- Dataset items
☆ ☆ ☆ ☆ ☆ ☆ ☆
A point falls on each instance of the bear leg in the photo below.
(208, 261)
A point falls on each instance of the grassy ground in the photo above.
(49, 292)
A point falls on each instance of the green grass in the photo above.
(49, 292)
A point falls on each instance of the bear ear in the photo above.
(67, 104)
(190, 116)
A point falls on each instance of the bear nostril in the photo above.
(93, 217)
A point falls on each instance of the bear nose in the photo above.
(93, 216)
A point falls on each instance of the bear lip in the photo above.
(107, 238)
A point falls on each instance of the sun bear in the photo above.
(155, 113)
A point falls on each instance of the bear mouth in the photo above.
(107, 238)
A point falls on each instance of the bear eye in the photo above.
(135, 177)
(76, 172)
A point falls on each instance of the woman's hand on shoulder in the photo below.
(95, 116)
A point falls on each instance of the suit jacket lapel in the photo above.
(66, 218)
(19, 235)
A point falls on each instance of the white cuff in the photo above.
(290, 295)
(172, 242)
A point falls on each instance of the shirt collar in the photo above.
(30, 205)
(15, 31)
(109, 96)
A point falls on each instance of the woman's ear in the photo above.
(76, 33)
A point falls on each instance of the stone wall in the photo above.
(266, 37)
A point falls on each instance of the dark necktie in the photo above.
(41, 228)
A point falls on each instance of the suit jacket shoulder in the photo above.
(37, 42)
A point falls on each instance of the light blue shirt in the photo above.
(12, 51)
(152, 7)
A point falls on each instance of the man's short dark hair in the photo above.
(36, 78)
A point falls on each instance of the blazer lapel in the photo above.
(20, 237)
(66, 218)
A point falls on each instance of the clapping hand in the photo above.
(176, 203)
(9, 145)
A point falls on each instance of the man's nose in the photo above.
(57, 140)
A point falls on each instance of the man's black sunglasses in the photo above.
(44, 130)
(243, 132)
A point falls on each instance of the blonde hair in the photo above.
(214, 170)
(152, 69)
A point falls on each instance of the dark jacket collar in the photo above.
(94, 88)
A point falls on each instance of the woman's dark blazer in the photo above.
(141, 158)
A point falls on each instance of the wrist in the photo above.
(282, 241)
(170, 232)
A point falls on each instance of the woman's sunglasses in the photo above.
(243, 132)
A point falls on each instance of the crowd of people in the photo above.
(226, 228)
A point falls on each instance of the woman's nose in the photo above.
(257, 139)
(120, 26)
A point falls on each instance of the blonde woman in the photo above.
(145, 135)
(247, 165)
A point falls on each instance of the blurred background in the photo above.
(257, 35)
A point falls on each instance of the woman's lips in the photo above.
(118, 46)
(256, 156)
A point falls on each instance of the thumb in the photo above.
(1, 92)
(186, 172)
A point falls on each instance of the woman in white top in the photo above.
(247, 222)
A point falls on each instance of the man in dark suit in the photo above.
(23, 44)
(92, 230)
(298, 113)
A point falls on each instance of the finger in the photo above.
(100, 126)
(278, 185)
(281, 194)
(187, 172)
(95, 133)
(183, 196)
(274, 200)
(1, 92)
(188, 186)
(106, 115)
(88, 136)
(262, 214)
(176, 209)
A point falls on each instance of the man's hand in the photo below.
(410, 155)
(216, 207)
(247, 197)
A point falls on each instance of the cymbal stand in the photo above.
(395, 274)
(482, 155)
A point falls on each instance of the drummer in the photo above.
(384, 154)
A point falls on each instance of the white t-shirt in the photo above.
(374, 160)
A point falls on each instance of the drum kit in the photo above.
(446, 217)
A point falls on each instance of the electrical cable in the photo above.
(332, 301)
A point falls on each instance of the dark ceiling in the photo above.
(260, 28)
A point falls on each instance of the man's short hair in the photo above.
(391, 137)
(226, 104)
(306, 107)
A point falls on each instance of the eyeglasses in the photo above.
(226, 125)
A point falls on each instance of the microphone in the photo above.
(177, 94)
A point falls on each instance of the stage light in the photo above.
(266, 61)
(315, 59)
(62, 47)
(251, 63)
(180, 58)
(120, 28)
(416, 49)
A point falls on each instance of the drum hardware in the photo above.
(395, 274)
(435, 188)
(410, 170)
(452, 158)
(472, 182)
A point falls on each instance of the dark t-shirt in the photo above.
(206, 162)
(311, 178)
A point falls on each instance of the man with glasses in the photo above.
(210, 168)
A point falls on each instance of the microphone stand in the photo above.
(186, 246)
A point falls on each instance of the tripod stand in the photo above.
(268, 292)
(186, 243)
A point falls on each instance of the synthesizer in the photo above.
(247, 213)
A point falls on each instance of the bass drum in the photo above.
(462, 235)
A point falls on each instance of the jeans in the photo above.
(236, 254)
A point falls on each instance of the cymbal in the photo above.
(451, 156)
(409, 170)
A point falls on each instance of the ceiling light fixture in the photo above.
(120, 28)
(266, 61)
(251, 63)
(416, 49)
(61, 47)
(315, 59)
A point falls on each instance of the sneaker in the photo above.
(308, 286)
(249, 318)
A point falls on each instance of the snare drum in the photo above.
☆ ☆ ☆ ☆ ☆ ☆ ☆
- What is required
Transcribe every entry exactly.

- Final answer
A point falls on each instance of the bear leg in the photo below.
(208, 261)
A point falls on each instance of the grassy ground in the photo above.
(49, 292)
A point falls on each instance of the green grass in the photo above.
(49, 292)
A point falls on each instance of the bear ear in the photo above.
(67, 104)
(190, 116)
A point falls on each instance of the bear nostril in the photo above.
(93, 217)
A point falls on each instance of the bear nose in the photo above.
(93, 216)
A point falls on each instance of the bear lip in the photo above.
(107, 238)
A point falls on each instance of the sun bear in the photo above.
(155, 113)
A point falls on each instance of the bear mouth in the photo above.
(107, 238)
A point falls on each instance of the bear eye in the photo above.
(135, 177)
(76, 172)
A point falls on each instance of the woman's hand on shoulder in the photo below.
(95, 116)
A point falls on each instance of the suit jacket lapel in the photo above.
(66, 218)
(19, 235)
A point falls on each instance of the white cuff in the photo above.
(290, 295)
(172, 242)
A point falls on each instance of the shirt collar in the photo above.
(30, 205)
(15, 31)
(109, 96)
A point falls on each instance of the woman's ear in the photo above.
(76, 33)
A point falls on each instance of the stone wall in the photo above.
(266, 37)
A point falls on each instance of the dark necktie in the photo above.
(41, 228)
A point falls on each instance of the suit jacket shoulder in the photo above.
(37, 42)
A point falls on each instance of the light blue shirt in the photo above.
(12, 51)
(152, 7)
A point falls on each instance of the man's short dark hair in the photo above.
(36, 78)
A point falls on each instance of the blazer lapel in the photo above.
(20, 237)
(66, 218)
A point falls on each instance of the clapping hand in the photo above.
(176, 203)
(9, 145)
A point falls on each instance of the man's nose in the photo above.
(57, 140)
A point falls on each instance of the man's black sunglasses in the photo above.
(44, 130)
(243, 132)
A point falls on each instance of the blonde hair in the photo above.
(214, 170)
(152, 69)
A point falls on each instance of the dark jacket collar in the photo above.
(94, 88)
A point falls on each instance of the woman's dark blazer in the photo above.
(141, 158)
A point falls on each instance of the wrist in the photo above.
(282, 241)
(170, 232)
A point falls on each instance of the woman's sunglasses in the photo above.
(243, 132)
A point falls on each instance of the crowd of people in the photo above.
(226, 228)
A point falls on each instance of the woman's nose in the photo above.
(257, 139)
(120, 26)
A point falls on each instance of the blonde woman in the photo above.
(145, 135)
(247, 165)
A point falls on each instance of the blurred background in the photo above.
(257, 35)
A point falls on each instance of the woman's lips in the photo above.
(118, 46)
(256, 156)
A point falls on each instance of the thumb in the photo above.
(1, 92)
(186, 172)
A point falls on each instance of the woman in white top in the photo above.
(247, 222)
A point falls on each instance of the man in dark suit in the photo above.
(23, 44)
(92, 230)
(298, 113)
A point falls on each instance of the finger in the photo above.
(100, 126)
(278, 185)
(281, 194)
(187, 172)
(95, 133)
(183, 196)
(274, 200)
(1, 92)
(188, 186)
(106, 115)
(88, 136)
(262, 214)
(176, 209)
A point falls on each instance of the man's hand in the photo below.
(410, 155)
(216, 207)
(247, 197)
A point falls on each instance of the cymbal stand in the photo above.
(395, 274)
(482, 155)
A point falls on each instance of the drummer in the photo above.
(384, 154)
A point falls on each instance of the white t-shirt in the photo above.
(374, 160)
A point falls on each instance of the drum kit in the photo above.
(446, 217)
A point falls on each instance of the electrical cable in the photo above.
(332, 301)
A point falls on each instance of the dark ceiling in the photo above.
(260, 28)
A point falls on each instance of the man's short hair in the photo above.
(391, 137)
(226, 104)
(306, 107)
A point falls on each instance of the eyeglasses in the photo above.
(226, 125)
A point falls on each instance of the microphone in the photo above.
(177, 94)
A point falls on each instance of the stage light in the photo above.
(266, 61)
(315, 59)
(62, 47)
(251, 63)
(180, 58)
(120, 28)
(416, 49)
A point falls on each instance of the drum hardware in the photo above.
(395, 274)
(435, 188)
(410, 170)
(452, 158)
(472, 182)
A point falls on each instance of the dark t-shirt in the photo above.
(206, 162)
(311, 178)
A point falls on each instance of the man with glasses in the photo above.
(210, 168)
A point falls on each instance of the microphone stand in the photo above.
(186, 246)
A point falls on each instance of the tripod stand in the photo above.
(268, 292)
(186, 243)
A point falls on each instance of the synthesizer in the photo above.
(247, 213)
A point falls on each instance of the bass drum in the photo above.
(462, 235)
A point falls on each instance of the jeans in the photo above.
(236, 254)
A point falls on each instance of the cymbal in the photo above.
(451, 156)
(409, 170)
A point falls on each instance of the ceiling light fixture in the photo above.
(120, 28)
(266, 61)
(251, 63)
(416, 49)
(61, 47)
(315, 59)
A point falls on each instance of the sneaker in the photo above.
(308, 286)
(249, 318)
A point falls on each instance of the snare drum in the photo above.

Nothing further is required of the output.